▶ [Stated problem]: Please convert the part of the entries from the line containing "Note: mark the low" through the end of the entries into a two-column CSV with the headers instruction and points, one row per entry, each value in a single quoted field with line breaks replaced by spaces. Omit the pictures.
***** Input for this task
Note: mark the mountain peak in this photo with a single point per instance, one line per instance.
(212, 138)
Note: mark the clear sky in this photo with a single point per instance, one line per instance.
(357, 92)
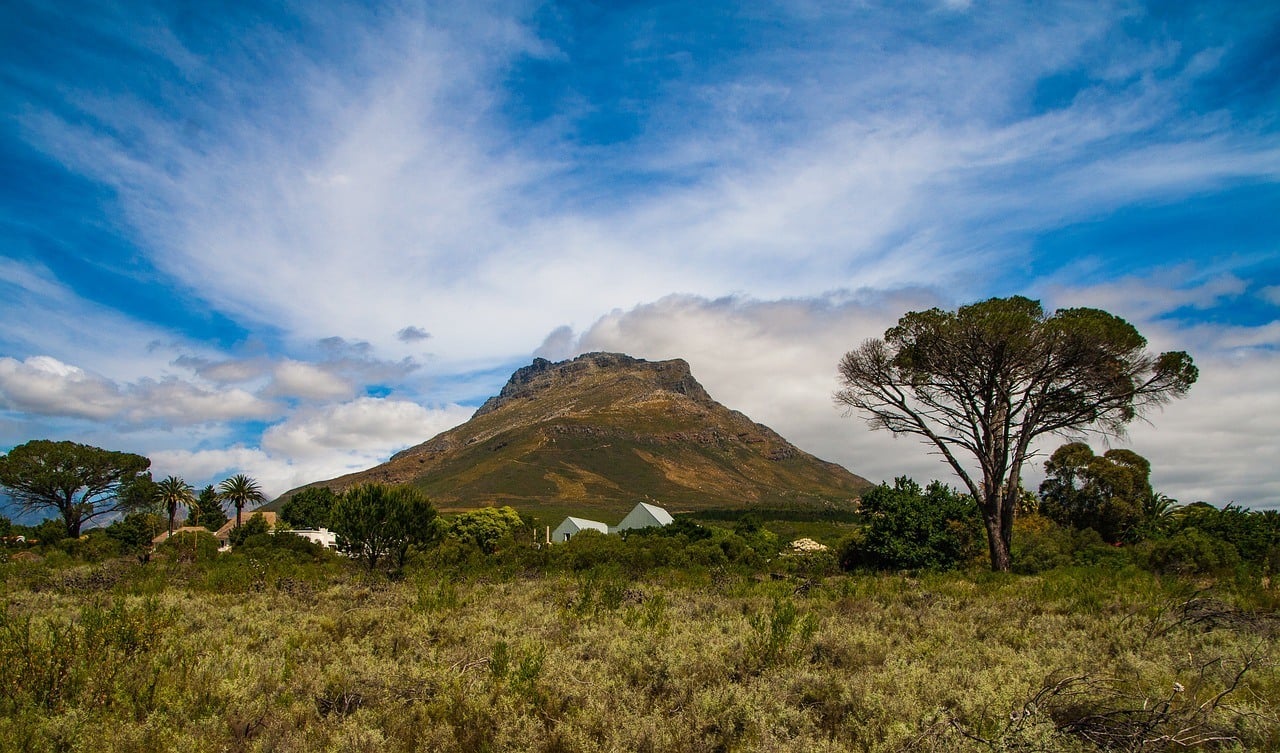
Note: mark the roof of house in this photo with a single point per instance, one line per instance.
(583, 524)
(231, 524)
(657, 512)
(644, 515)
(164, 535)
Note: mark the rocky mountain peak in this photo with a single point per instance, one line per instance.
(542, 375)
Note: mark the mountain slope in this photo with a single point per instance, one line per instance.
(600, 432)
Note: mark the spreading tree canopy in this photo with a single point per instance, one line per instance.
(241, 491)
(375, 521)
(77, 482)
(986, 380)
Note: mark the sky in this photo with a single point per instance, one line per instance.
(292, 238)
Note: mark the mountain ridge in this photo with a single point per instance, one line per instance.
(602, 432)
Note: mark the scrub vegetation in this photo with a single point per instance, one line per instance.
(688, 638)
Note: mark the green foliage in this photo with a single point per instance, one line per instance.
(77, 482)
(910, 528)
(268, 651)
(190, 546)
(374, 521)
(135, 533)
(208, 510)
(1192, 552)
(49, 532)
(780, 637)
(1255, 534)
(241, 491)
(487, 528)
(254, 526)
(1110, 493)
(174, 493)
(991, 377)
(94, 546)
(310, 507)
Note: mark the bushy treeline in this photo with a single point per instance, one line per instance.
(1091, 510)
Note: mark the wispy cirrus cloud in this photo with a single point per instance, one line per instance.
(735, 183)
(45, 386)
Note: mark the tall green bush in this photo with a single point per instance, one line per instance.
(910, 528)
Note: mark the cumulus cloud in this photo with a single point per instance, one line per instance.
(46, 386)
(895, 165)
(776, 361)
(366, 425)
(320, 443)
(412, 334)
(309, 380)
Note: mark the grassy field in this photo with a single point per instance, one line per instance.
(273, 653)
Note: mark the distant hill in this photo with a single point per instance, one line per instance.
(599, 433)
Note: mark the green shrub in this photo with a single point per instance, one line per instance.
(255, 525)
(94, 546)
(1191, 551)
(918, 529)
(188, 546)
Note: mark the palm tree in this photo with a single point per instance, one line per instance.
(241, 489)
(174, 492)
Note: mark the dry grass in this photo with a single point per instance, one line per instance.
(242, 655)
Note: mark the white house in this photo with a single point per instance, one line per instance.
(575, 525)
(324, 537)
(644, 515)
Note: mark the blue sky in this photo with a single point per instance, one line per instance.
(289, 240)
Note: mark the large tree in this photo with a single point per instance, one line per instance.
(77, 482)
(241, 491)
(375, 521)
(986, 380)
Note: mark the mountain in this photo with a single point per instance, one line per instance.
(598, 433)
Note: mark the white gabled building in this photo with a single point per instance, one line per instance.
(324, 537)
(644, 515)
(575, 525)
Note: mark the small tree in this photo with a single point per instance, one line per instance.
(918, 529)
(988, 379)
(309, 507)
(241, 491)
(487, 526)
(375, 520)
(208, 510)
(255, 525)
(174, 493)
(1106, 493)
(77, 482)
(135, 533)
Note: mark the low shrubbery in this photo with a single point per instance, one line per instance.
(260, 649)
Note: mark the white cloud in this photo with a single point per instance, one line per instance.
(309, 380)
(45, 386)
(388, 177)
(366, 425)
(776, 361)
(319, 443)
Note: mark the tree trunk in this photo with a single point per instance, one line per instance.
(997, 537)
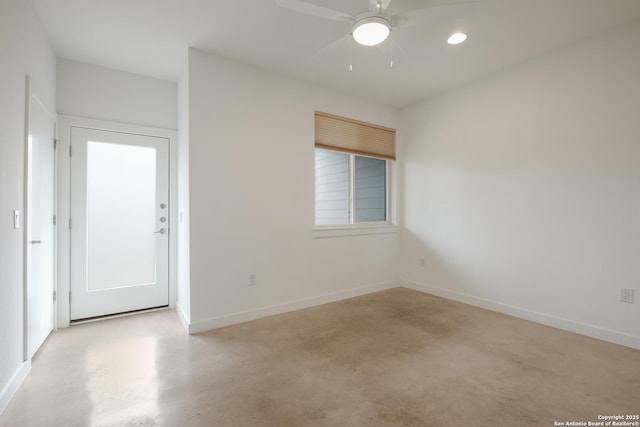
**********
▶ [Expected output]:
instruction,points
"Note: mark the low shrubbery in this photo with a single point per instance, one line per instance.","(260, 649)"
"Note: mark the white cloud in this photo with a single point per instance, one line per instance.","(309, 380) (45, 386) (388, 177) (366, 425) (776, 361) (319, 443)"
"Note: mark the tree trunk in this photo with a single point per instance, one line per instance.","(997, 537)"